Aşağıdakileri tamamlayın:
1. Madalyonun öteki yüzleri yazısına göre anlatıcı, şemsiyesi olmadığı hâlde neden yakınmadan yürüyor? Bir ile üç cümle arasında açıklayın.
2. Madalyonun öteki yüzleri yazısını kaldığı yerden sürdürün.

Belge:
□ □ □ □ □
2 Mart 2016 Çarşamba

MADALYONUN ÖTEKİ YÜZLERİ - İLK DEFA BU KADAR...



         


            "Madalyon'un öteki YÜZÜ" denir  dediğinizi duyar gibiyim. :)  Bu gün 3 mart 2016; benim için güzel bir gün. Sabahtan itibaren hep sevdiklerimle, sevenlerimle, canımcımlarımla beraberdim.
            Sabah Barış Manço Kültür Merkezinin kafe bölümünde; dostlarım, canlarım, fotoğrafçılık ve photoshop hobi ve keyiflerini paylaştığımız canım arkadaşlarımla beraberdim. Öğleden sonra da 40 yıllık arkadaşlarım, Eski değil eskimeyen dostlar beraberdik. Bakırköy de oturan sevgili Süheylamız bizi harika ikramları, daha da güzeli harika güler yüzüyle ağırladı. Güzelim buruk çayın tadını şu anda damağımda hissettim.
            Akşamüstü yağmaya başlayan yağmurla beraber yarı ıslanarak  bakırköy  ido iskelesine varıp 18:10 da hareket edip  18:35 de Kadıköy iskelesine vardık. herkes evine ulaşacağı vasıtalara dağıldı.
Artık anda olmayı yeğleyip çok can sıkıcı bir durum olmadıkça içinde bulunduğum her andan tad almaya çalıştığım için, şemsiyem olmadığı halde halimden şikayetçi olmadan biraz  seri adımlarla evimin yakınından geçen otobüs durağına vardım.
            İŞTE "madalyonun öteki yüzlerini" görüp yaşamaya başlamıştım......
            Yağmur aşırı sağanak olmasa da sıkı yağıyor kaldırımlar, caddeler, her yer, her yer çeşitliliğe sahip gölcüklerle donanmıştı. Ayağımda süet bir bot olduğu halde bazı yerlerde acık sekerek seri yürümeye çalışıyor olmama rağmen ayağımın lök ıslanmasına aldırmadan yerlerde ve kaldırımlardaki gölcüklere takıldım.
            Üzüldüm. Hayır ıslandığım için değil her yer beton olduğu için,
            Üzüldüm, artık yağmurlar yağdığı zamanlarda, toprak kokusu duyulmadığı için.
            Üzüldüm, Hemen hemen hiç toprak alan kalmadığı nedeniyle emilemeyen yağmur suları toprağı besleyip yeraltı su kaynaklarına katılacağı yere, mazgallardan kanalizasyon sistemlerine oradan da direkt denizlere akıyordu.
            Üzüldüm mazgallar fıskiye olmuş deliklerinden isyan edercesine caddelere taşıyordu......
□ □ □ □ □
Malzeme:
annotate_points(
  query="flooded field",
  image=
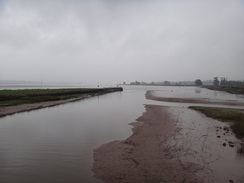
□ □ □ □ □
Sırasıyla yanıtlar:
1. Anlatıcı artık anda olmayı yeğliyor. Çok can sıkıcı bir durum olmadıkça içinde bulunduğu her andan tat almaya çalışıyor. Bu yüzden şemsiyesi olmasa da halinden şikâyet etmeden, seri adımlarla otobüs durağına yürüyor.

2.
            Durakta uzun süre bekledikten sonra ( Taksi mi dediniz?. iyi havalarda neredeyse yolunuzu kesip dat dat korna ile taciz yapan taksiciler sanki sırra kadem basmışlardı) otobüsün gelmemesi üzerine, otobüs durakları şefliğine giderek, otobüsün neden saatinin bu kadar aksadığını sorup; 45 dakikadır otobüs beklediğimi söyledim. aldığım cevap...Kızdırıcı ? hayır. hayret ettirici ?, hayır. DÜŞÜNDÜRÜCÜ  idi... " Hanımefendi, 153 numaralı telefonu arayıp oraya soracaksınız. Biz artık o işlere bakmıyoruz, karışamıyoruz. Biz burada sadece otobüslerde kaybolan, unutulan  kayıp eşyalarla
ilgileniyoruz" oldu... !!! vah vah vah dedim o hızla kah yürüyerek kah otobüs, taksi veya minibüs
bakarak gölcüklere aldırmadan, iliklerime kadar ıslandığım için kolumun içinden süzülerek avucuma akan yağmur sularına aldırmadan tek bir şeye ihtiyaç hissettim :) Keşke gözlük camlarında da arabalardaki gibi silecek olabilseydi. Gözlük camlarımın ıslanması nedeniyle doğru dürüst göremiyordum.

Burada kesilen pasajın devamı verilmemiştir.